Aim
Output the data below in full, byte for byte. Nothing may differ.

Record list
-- BEGIN --

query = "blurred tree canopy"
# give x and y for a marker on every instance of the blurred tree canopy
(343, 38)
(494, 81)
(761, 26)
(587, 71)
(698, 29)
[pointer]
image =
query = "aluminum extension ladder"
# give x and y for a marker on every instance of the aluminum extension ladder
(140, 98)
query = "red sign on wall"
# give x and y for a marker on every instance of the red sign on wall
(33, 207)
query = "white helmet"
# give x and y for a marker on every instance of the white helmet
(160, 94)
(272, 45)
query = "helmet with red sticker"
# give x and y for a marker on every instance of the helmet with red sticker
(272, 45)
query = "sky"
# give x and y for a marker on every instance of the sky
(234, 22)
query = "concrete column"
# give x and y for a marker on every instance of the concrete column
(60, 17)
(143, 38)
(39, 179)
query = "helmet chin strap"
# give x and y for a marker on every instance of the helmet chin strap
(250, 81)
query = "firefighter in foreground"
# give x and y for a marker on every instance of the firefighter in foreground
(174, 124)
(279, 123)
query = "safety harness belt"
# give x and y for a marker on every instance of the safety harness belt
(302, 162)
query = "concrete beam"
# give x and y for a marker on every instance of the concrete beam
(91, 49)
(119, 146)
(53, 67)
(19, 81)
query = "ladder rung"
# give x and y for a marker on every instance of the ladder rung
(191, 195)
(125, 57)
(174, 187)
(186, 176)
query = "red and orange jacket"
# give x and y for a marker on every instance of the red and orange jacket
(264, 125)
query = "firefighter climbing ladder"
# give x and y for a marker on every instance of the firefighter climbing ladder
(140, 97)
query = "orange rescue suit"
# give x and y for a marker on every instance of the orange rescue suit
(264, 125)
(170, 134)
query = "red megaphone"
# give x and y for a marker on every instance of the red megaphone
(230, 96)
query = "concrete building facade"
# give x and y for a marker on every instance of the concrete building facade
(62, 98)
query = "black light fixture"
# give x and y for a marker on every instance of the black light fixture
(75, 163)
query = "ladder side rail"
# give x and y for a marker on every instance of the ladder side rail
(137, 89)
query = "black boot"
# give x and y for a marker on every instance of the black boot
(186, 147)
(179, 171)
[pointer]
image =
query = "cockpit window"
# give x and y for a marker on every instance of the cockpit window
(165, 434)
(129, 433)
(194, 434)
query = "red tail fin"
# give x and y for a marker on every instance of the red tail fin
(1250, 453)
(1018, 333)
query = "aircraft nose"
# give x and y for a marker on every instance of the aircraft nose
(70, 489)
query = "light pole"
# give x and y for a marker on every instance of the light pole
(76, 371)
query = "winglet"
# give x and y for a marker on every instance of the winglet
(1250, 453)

-- END --

Response to this task
query = "blurred tree canopy"
# give x and y for a marker on every instance of the blurred tree canopy
(343, 38)
(494, 81)
(761, 26)
(587, 71)
(698, 29)
[pointer]
image =
query = "aluminum extension ladder"
# give x and y for a marker on every instance of the aluminum extension ladder
(140, 98)
query = "red sign on wall"
# give x and y for a marker on every instance of the red sign on wall
(33, 207)
query = "white helmet"
# give x and y for a marker on every instance of the white helmet
(160, 94)
(272, 45)
query = "helmet with red sticker"
# give x and y for a marker on every instance of the helmet with red sticker
(272, 45)
query = "sky"
# give x and y for a marker on every instance of the sky
(234, 22)
query = "concrete column"
# give x and y for a marker on every instance of the concrete column
(60, 17)
(143, 38)
(39, 179)
query = "helmet chin strap"
# give x and y for a marker on every instance of the helmet chin strap
(250, 81)
query = "firefighter in foreground"
# give x and y for a marker on every instance of the firefighter in foreground
(174, 124)
(279, 123)
query = "safety harness belt"
# give x and y for a marker on every instance of the safety harness belt
(302, 162)
query = "concrete beam"
# give x and y for a marker on every instance of the concrete beam
(91, 49)
(119, 146)
(53, 67)
(19, 81)
query = "ladder rung"
# give x and y for a marker on every instance of the ladder rung
(191, 195)
(125, 57)
(174, 187)
(186, 176)
query = "red and orange jacket"
# give x and y for a marker on every instance of the red and orange jacket
(264, 125)
query = "firefighter climbing ladder"
# give x and y for a marker on every instance of the firefighter climbing ladder
(140, 97)
query = "orange rescue suit"
# give x and y for a marker on every instance of the orange rescue suit
(264, 125)
(170, 134)
query = "red megaphone"
# give x and y for a marker on every instance of the red megaphone
(230, 96)
query = "concrete building facade"
# give x and y for a marker on every instance of the concrete building facade
(62, 98)
query = "black light fixture"
# give x and y for a marker on every instance of the black light fixture
(75, 163)
query = "ladder side rail"
# give x and y for a marker on every instance of the ladder side rail
(137, 89)
query = "black boot"
# give x and y for a marker on every instance of the black boot
(186, 147)
(179, 171)
[pointer]
image =
query = "cockpit window"
# give x and y for a marker on every instance of the cockpit window
(165, 434)
(129, 433)
(194, 434)
query = "red tail fin"
# give x and y for a marker on every instance of the red tail fin
(1250, 453)
(1018, 333)
query = "aircraft nose"
# give x and y for a marker on every instance of the aircraft nose
(70, 489)
query = "light pole"
# give x and y for a marker on every instance of the light pole
(76, 371)
query = "winglet"
# give x and y for a marker on every instance of the winglet
(1250, 453)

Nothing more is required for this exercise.